··· TEXTO FORNECIDO
Pleito municipal serve para entender engrenagens da
política, não para prever eleição presidencial
Nas eleições municipais de 2024, o “sistema” venceu. O
Centrão, montado em bilhões de reais em emendas parlamentares, elegeu mais de
3.500 prefeitos pelo País, com a maior taxa de reeleição da história do Brasil
(82%).
Políticos experientes, empolgados com o enorme sucesso, têm
afirmado que esse resultado demonstra a viabilidade de um projeto nacional de
perfil moderado, centrista, sem a polarização dos últimos anos. Trata-se de um
grave erro de avaliação, parecido com o que foi cometido em 2020. Na época,
prefeitos moderados venceram em grandes capitais, e o mesmo diagnóstico foi
feito. Dois anos depois, não havia oxigênio para nenhum candidato além de
Bolsonaro e Lula.
É um erro achar que o eleitor vai preferir
candidatos moderados daqui em diante, porque as campanhas se dão em torno de
temas diferentes. Nas eleições municipais, predominam temas locais, com menor
peso para a agenda nacional. Em 2026, temas como benefícios sociais, taxação de
milionários, liberdade de expressão e ativismo judicial serão mais relevantes
para a campanha, com maior influência da polarização nacional.
Na verdade, as eleições municipais importam muito mais para
entender as engrenagens da política brasileira do que para prever o vencedor da
eleição presidencial de 2026. Segundo uma análise da Eurasia Group, a votação
em prefeitos e vereadores de um determinado partido tem conexão direta com o
desempenho eleitoral dos candidatos a deputado em suas respectivas zonas
eleitorais. Nesse sentido, ainda que candidatos com retórica antissistema (Jair
Bolsonaro, Pablo Marçal e outros inspirados por eles) tenham apelo eleitoral em
2026, fica claro que qualquer presidente ou governador eleito no próximo ciclo
terá de governar com uma coalizão tradicional, sustentada pelos grandes
partidos de centro – que são mais bem descritos, na verdade, como partidos
clientelistas.
······
··· DADOS ARMAZENADOS
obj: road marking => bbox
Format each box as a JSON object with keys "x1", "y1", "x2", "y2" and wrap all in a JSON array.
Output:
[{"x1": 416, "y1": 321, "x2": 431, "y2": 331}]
······
TAREFA PROPOSTA A » Liste os temas que, segundo o texto sobre as eleições municipais, serão mais relevantes na campanha de 2026.
TAREFA PROPOSTA B » Prossiga com o texto sobre as eleições municipais a partir do ponto em que ele termina.
O material provém de outra fonte.

RESPOSTA A » Benefícios sociais, taxação de milionários, liberdade de expressão e ativismo judicial.

RESPOSTA B »
Ou seja, os mesmos partidos que elegeram milhares de
prefeitos em 2024 estarão em ótima posição para eleger deputados federais em
2026, formando o pilar de qualquer coalizão de governo até o fim da década,
pelo menos.
Essa é uma diferença fundamental entre o sistema político
brasileiro e os de outros países. Nos Estados Unidos, com um sistema
bipartidário, o movimento MAGA (Make America Great Again) capturou o Partido
Republicano e, com isso, tem não apenas a chance de reconduzir Donald Trump à
Casa Branca, mas também de liderar as duas Casas do Congresso e dezenas de
Estados. No Brasil, porém, os partidos tradicionais continuam controlando as
portas de entrada para o sistema, recrutando os candidatos e administrando os recursos
de campanha.
Se Bolsonaro tivesse fundado um partido, a sua política
radical talvez tivesse mais capilaridade. Mas isso não ocorreu, e parece
improvável que aconteça nos próximos anos, justamente quando o Brasil, pelas
regras adotadas em 2017, caminha para uma lenta diminuição de partidos. Por
isso, quem quer que seja eleito, à direita ou à esquerda, terá de negociar com
o Centrão por um bom tempo.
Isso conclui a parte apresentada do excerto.